[Image-grounded pointing data]
┌──
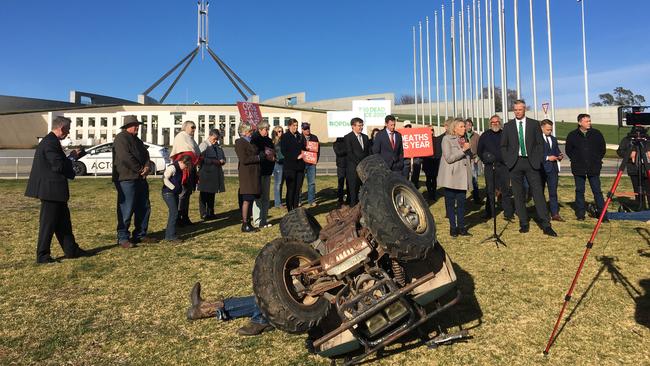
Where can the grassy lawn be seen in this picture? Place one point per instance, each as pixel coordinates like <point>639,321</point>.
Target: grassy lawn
<point>127,307</point>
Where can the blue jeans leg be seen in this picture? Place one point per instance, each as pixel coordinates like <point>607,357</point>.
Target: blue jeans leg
<point>277,185</point>
<point>241,307</point>
<point>125,203</point>
<point>310,172</point>
<point>171,200</point>
<point>580,194</point>
<point>142,209</point>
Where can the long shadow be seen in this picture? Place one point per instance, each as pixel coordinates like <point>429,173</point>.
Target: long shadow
<point>608,264</point>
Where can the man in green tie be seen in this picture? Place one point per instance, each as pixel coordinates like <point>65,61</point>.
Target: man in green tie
<point>522,149</point>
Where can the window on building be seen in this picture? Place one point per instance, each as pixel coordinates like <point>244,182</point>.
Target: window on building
<point>154,129</point>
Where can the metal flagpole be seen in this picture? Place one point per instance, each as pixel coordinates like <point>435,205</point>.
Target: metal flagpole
<point>550,62</point>
<point>517,68</point>
<point>453,58</point>
<point>476,103</point>
<point>584,55</point>
<point>415,80</point>
<point>421,76</point>
<point>463,74</point>
<point>470,54</point>
<point>444,61</point>
<point>435,24</point>
<point>428,72</point>
<point>532,51</point>
<point>480,63</point>
<point>493,107</point>
<point>502,57</point>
└──
INSTRUCTIONS FOR THE TASK
Restate the data above exactly, stripping out each image.

EXPECTED OUTPUT
Where can the grassy lawn be seen in this picture? Place one point per instance, each as pixel coordinates like <point>639,321</point>.
Target: grassy lawn
<point>127,307</point>
Where can the blue jeans leg be seen in this picture? Place one point per instance, each as pixel coordinates like <point>607,357</point>.
Target: blue jeans leg
<point>277,185</point>
<point>241,307</point>
<point>125,203</point>
<point>310,172</point>
<point>171,200</point>
<point>580,194</point>
<point>142,209</point>
Where can the long shadow be seen in this picture? Place one point per instance, each as pixel coordinates like <point>429,173</point>.
Target: long shadow
<point>608,264</point>
Where can the man in green tie be seen in this picture? Place one point per instance, each as pixel coordinates like <point>65,61</point>.
Target: man in green tie
<point>522,149</point>
Where can the window on building be seen in this picture? Place one point per instance, each as pixel coordinates like <point>244,182</point>.
Target: window on building
<point>154,129</point>
Where can the metal flagpole be seen in this picture? Place one point per instance, each as pixel coordinates like <point>435,205</point>.
Target: metal flagpole
<point>550,62</point>
<point>517,68</point>
<point>453,58</point>
<point>476,103</point>
<point>584,55</point>
<point>415,80</point>
<point>421,76</point>
<point>463,74</point>
<point>470,54</point>
<point>444,61</point>
<point>435,24</point>
<point>428,72</point>
<point>532,51</point>
<point>480,63</point>
<point>493,107</point>
<point>502,57</point>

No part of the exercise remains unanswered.